::: PROVIDED TEXT :::

On Nov. 28, the group visited the magazine, where colonists stored their arms and gunpowder. They later marched to the Governor’s Palace to mimic the protesting townsfolk after they had learned that the governor emptied their supplies for himself. Inside the palace the students were awed by the show of pomp and power displayed in the governor’s grand hallway and visited several rooms.
“I enjoyed learning about how they made guns and how they stored them,” Simu Singh said.
Mrs. Duddy’s group won the hoop and stick relay game and the students discovered that it was much easier getting out of the garden maze than into the center. The evening ended with a ball held by the gentry in the capital building.
In Yorktown the group visited a colonial farmhouse and a continental army encampment. Students squeezed into 7-by-7 foot tents in groups of six and realized some of the problems that soldiers faced. They also loved the cannon being fired.

:::

#### DIRECTIONS FOR THIS TASK
Repeat the field trip text word for word, from "Mrs. Duddy’s group" up to and including "the capital building.".

::: INFORMATION PROVIDED :::

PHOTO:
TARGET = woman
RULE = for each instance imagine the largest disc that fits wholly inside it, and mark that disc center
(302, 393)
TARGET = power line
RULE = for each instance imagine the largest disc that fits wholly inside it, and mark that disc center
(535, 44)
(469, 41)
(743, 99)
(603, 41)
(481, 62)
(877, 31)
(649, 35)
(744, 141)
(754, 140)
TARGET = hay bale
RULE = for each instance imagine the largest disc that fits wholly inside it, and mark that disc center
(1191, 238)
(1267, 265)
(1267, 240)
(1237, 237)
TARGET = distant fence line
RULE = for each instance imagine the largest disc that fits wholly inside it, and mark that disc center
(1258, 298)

:::

#### COMPLETED EXERCISE
Mrs. Duddy’s group won the hoop and stick relay game and the students discovered that it was much easier getting out of the garden maze than into the center. The evening ended with a ball held by the gentry in the capital building.